## Document section:
In its early years under the presidency of the late Wim Duisenberg, the bank
was often criticised for a sometimes haphazard communication style. Even now
its English is not for the prose stylist. When, last October, the ECB wanted
to say that if it was right about the economic outlook interest rates would
rise further, it did not say as much. Instead, Mr Trichet remarked that, "if
our assumptions and base-line scenario are confirmed, it will remain
warranted to further withdraw monetary accommodation". Other central bankers
mock the crudeness of its "traffic light" code-word system for signalling
interest rate increases, including the use of "strong vigilance". But the
English used by native-speaking central banks is often clunky as well. And
from the ECB's point of view, its communication strategy is effective. In
its own - ungainly - words, one bulletin concluded: "Through the flexible
use of implicit forward language in its regular economic and monetary
assessment, the ECB has managed to give implicit guidance on its
inclinations over very short horizons, while avoiding any kind of
pre-commitment with regard to future policy decisions and enhancing
financial market participants' understanding of the ECB's broad policy

What is the secret of its linguistic success? Michal Krzyzanowski of the
University of Lancaster in the UK, who studies the use of language by
European Union institutions, says communication difficulties have in recent
years created angst about political legitimacy at organisations such as the
Brussels-based European Commission. "They rightly felt that the democratic
deficit was the result of a deficiency in communication". But the
Frankfurt-based ECB differs, he argues, because its tasks are clearer-cut
and narrower. It had concentrated on "being a central bank, rather than a
European institution as such". Since taking over as president in 2003, Mr
Trichet has exercised tight control over the ECB's communication strategy.
He has also reinforced the principle of consensus-driven decision-making.
Rather than offering differing individual views, ECB governing council
members have become adept at talking from near-identical scripts, and at the
use of BlackBerry communication to quickly correct any messages that appear
slightly off-beam.

Julian Callow, economist at Barclays Capital, adds that the way the ECB uses
English also helps improve clarity. Compared with the scope that the Bank of
Japan has when using its native language, the ECB has less room for nuance,
he says. More importantly, the fact that ECB texts have to be translated
into so many other languages increases the demand for clarity. "You have
this bureaucratic English, which can compel the ECB to state matters in a
more black-and-white way," says Mr Callow. But the main factor working to
the ECB's advantage may simply be that the eurozone economy is at a stage
where trends are relatively clear - and implications for interest rates are
relatively straightforward. The region is enjoying a "Goldilocks" recovery -
not too hot, not too cold - with growth around a rate that would be
sustainable without creating excessive inflationary pressures. With credit
and money supply figures highlighting the effects of interest rates that are
still low by historic standards, at least one further rise seems obvious.

The real communication difficulties may come - as the US Fed has found -
when interest rates have reached a level that might represent a peak, and it
becomes less obvious where they may move next. Throw in exchange rate
uncertainty and possible hiccups elsewhere in the world economy, and the ECB
might find it harder to be predictable.

## Prompt 1:
Print the part of the ECB communication text from "Rather than offering" to "slightly off-beam.".
## Prompt 2:
In the ECB communication text, which university is Michal Krzyzanowski from?

## Excerpted data:
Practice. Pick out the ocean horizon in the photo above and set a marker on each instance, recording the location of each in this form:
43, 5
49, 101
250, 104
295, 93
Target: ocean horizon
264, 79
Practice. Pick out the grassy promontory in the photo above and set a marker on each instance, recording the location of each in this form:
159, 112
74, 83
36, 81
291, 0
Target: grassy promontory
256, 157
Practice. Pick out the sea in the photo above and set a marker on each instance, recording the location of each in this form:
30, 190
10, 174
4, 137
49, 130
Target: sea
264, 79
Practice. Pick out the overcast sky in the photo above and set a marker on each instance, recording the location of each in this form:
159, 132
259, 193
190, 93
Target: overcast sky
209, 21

---

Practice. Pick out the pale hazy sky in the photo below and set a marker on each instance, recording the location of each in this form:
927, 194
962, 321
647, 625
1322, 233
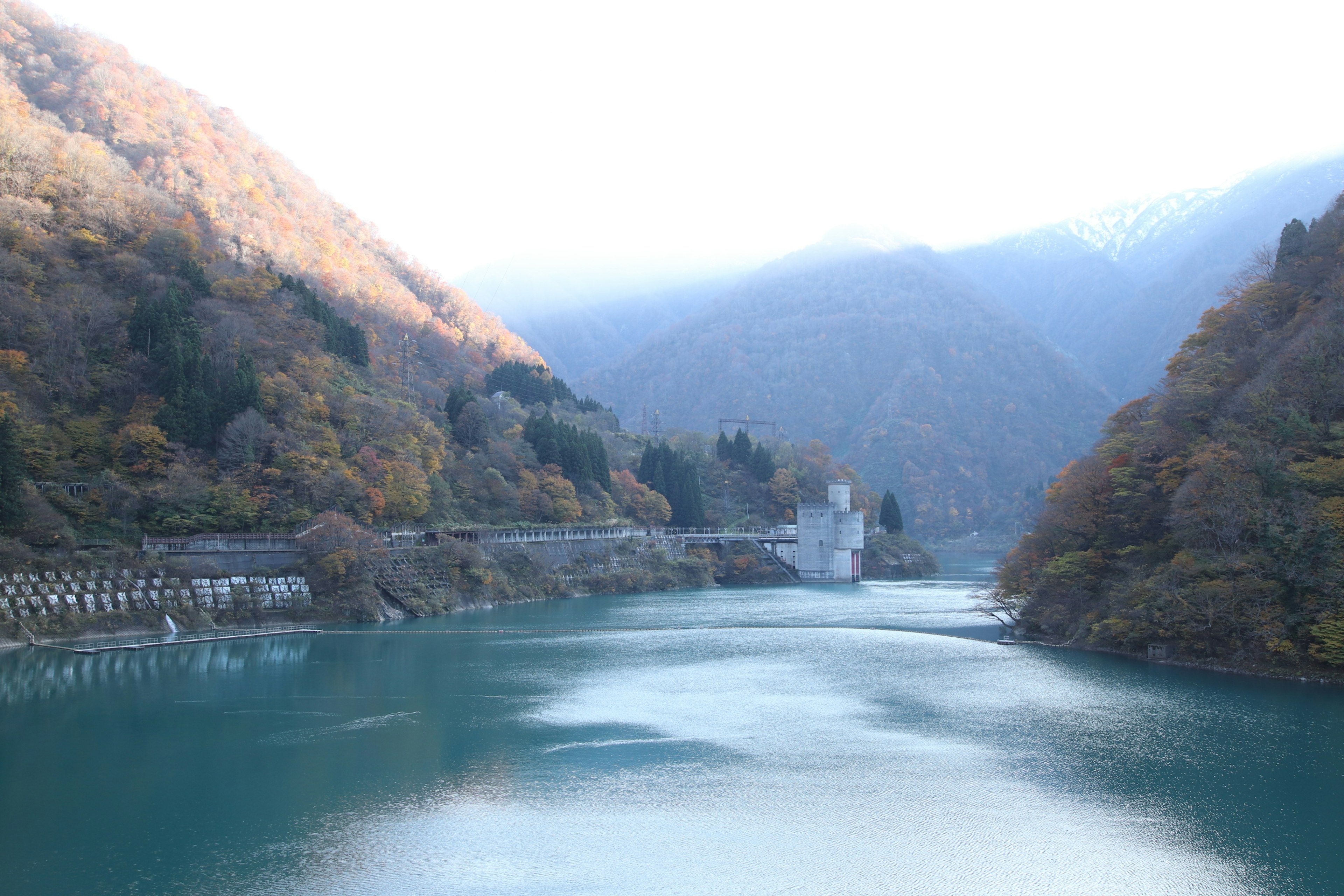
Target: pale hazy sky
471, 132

==

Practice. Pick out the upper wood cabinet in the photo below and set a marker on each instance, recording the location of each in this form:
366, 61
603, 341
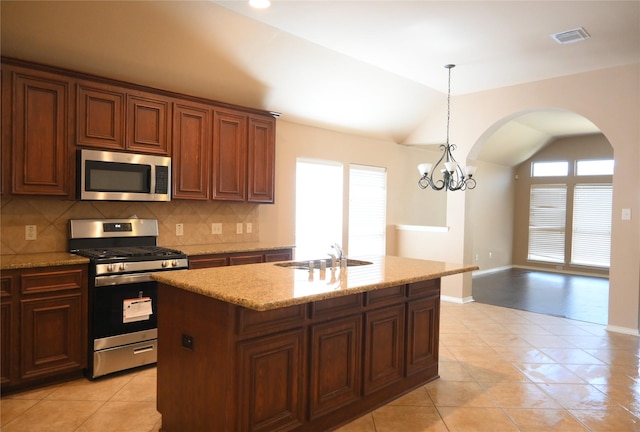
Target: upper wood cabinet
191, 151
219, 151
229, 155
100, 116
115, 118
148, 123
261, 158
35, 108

## Final answer 1:
Rather than offering differing individual views, ECB governing council
members have become adept at talking from near-identical scripts, and at the
use of BlackBerry communication to quickly correct any messages that appear
slightly off-beam.

## Final answer 2:
The University of Lancaster in the UK.